INSTRUCTIONS TO FOLLOW ▸ Please retype the line that contains "Could you please point to the dark green" and all lines that follow it to the end of the entries below, exactly as they stand, with nothing added.

EXTRACTED DATA ▸
══════════
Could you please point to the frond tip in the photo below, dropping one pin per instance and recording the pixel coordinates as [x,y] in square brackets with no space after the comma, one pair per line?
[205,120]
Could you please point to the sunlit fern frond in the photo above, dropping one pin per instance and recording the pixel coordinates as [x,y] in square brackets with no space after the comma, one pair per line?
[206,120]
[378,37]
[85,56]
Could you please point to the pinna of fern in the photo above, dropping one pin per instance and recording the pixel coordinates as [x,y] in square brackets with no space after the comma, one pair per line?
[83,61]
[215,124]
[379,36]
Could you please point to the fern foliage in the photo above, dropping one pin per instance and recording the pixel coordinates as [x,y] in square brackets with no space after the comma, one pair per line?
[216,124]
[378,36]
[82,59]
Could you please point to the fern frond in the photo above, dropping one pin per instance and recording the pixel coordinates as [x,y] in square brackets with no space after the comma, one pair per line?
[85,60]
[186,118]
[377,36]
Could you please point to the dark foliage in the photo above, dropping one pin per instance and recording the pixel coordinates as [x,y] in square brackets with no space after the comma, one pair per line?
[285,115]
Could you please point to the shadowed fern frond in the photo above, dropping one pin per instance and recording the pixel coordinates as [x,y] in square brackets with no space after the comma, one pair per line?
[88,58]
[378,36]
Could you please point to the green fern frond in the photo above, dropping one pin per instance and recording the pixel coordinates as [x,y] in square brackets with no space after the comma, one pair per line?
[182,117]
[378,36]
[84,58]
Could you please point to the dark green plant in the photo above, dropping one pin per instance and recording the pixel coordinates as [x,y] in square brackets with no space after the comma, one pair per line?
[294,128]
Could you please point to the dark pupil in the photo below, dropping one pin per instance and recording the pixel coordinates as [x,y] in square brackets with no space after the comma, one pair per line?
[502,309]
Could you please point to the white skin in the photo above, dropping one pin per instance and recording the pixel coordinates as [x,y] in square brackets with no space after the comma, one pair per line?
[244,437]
══════════
RESULT OF THE TASK ▸
Could you please point to the dark green plant in the photo above, dropping one pin per instance and recording the pixel coordinates as [x,y] in square brackets with no space after the comma, one pair per line?
[294,128]
Could you please point to the dark pupil in the photo below, dropping one pin per instance and recording the pixel coordinates as [x,y] in square brackets with no space after the comma, one pair per line?
[502,309]
Could you please point to the white skin in the photo above, dropping one pin per instance and recording the pixel coordinates as [x,y] in square brackets with no space after the comma, one pair per line?
[244,437]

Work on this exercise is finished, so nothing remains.